** START OF Task data **

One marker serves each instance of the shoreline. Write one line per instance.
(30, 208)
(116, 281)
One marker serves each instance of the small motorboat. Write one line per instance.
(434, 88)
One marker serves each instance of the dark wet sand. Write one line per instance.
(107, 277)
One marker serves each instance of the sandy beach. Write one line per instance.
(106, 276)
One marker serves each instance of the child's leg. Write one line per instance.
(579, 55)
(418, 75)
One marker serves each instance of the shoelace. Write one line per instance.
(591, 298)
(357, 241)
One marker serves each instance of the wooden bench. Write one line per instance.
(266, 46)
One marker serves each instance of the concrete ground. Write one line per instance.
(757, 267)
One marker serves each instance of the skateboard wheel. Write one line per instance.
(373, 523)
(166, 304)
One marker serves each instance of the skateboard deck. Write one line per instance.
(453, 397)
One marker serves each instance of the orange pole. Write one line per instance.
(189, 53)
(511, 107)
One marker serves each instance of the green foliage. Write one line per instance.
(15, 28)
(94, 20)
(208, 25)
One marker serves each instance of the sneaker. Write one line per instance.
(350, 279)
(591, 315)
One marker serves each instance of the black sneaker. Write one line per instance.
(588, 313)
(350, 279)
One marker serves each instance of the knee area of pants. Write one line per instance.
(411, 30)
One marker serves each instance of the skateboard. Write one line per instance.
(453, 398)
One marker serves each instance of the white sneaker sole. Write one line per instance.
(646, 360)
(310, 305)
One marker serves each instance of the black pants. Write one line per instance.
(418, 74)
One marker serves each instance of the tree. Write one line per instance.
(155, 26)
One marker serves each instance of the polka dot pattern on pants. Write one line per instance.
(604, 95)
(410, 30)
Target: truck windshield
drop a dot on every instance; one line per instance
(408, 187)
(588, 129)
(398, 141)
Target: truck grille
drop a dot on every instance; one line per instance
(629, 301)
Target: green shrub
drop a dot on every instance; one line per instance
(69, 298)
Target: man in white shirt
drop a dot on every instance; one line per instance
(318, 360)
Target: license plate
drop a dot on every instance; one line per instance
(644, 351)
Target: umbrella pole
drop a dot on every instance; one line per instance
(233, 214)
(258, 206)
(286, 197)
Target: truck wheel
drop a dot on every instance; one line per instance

** END OF Task data **

Copy out all of the material above word for word, keeping every line as it is.

One marker serves each instance of the shoreline. Write one line per instance.
(30, 208)
(116, 281)
One marker serves each instance of the small motorboat. Write one line per instance.
(434, 88)
One marker serves each instance of the dark wet sand. Write one line per instance.
(107, 277)
One marker serves each instance of the sandy beach. Write one line per instance.
(106, 276)
One marker serves each instance of the child's leg. Write one line per instance.
(579, 55)
(418, 75)
One marker serves each instance of the shoelace. Write one line per instance.
(591, 298)
(357, 241)
One marker serves each instance of the wooden bench. Write one line per instance.
(266, 46)
One marker serves each instance of the concrete ground. Write one line per instance.
(757, 267)
One marker serves each instance of the skateboard wheel. Write one line per instance.
(373, 523)
(166, 304)
One marker serves each instance of the skateboard deck. Write one line per instance.
(453, 397)
One marker serves each instance of the orange pole. Write one line per instance.
(189, 53)
(511, 107)
One marker serves each instance of the green foliage. Write one line per instance.
(15, 28)
(94, 20)
(208, 25)
One marker serves each instance of the sneaker. Write one line per instance.
(350, 279)
(591, 315)
One marker serves each instance of the black sneaker. Write one line per instance.
(588, 313)
(350, 279)
One marker serves each instance of the knee area of pants. Write one line per instance.
(411, 30)
One marker serves each instance of the skateboard. Write one line per instance.
(453, 398)
One marker serves each instance of the white sneaker sole. Write one line per instance.
(646, 360)
(310, 305)
One marker serves each instance of the black pants. Write one line per instance.
(418, 74)
One marker serves each instance of the tree. Write one line per instance.
(155, 26)
One marker serves each instance of the polka dot pattern on pants. Write one line per instance.
(604, 95)
(410, 30)
Target: truck windshield
drop a dot on every instance; one line per instance
(408, 187)
(588, 129)
(398, 141)
Target: truck grille
drop a dot on every instance; one line per instance
(629, 301)
Target: green shrub
drop a dot on every instance; one line per instance
(69, 298)
Target: man in white shirt
drop a dot on every instance; one line per instance
(318, 360)
Target: license plate
drop a dot on every instance; one line per instance
(644, 351)
Target: umbrella pole
drop a dot on every instance; one line per instance
(233, 214)
(258, 206)
(286, 197)
Target: truck wheel
drop a dot on every instance; one line per instance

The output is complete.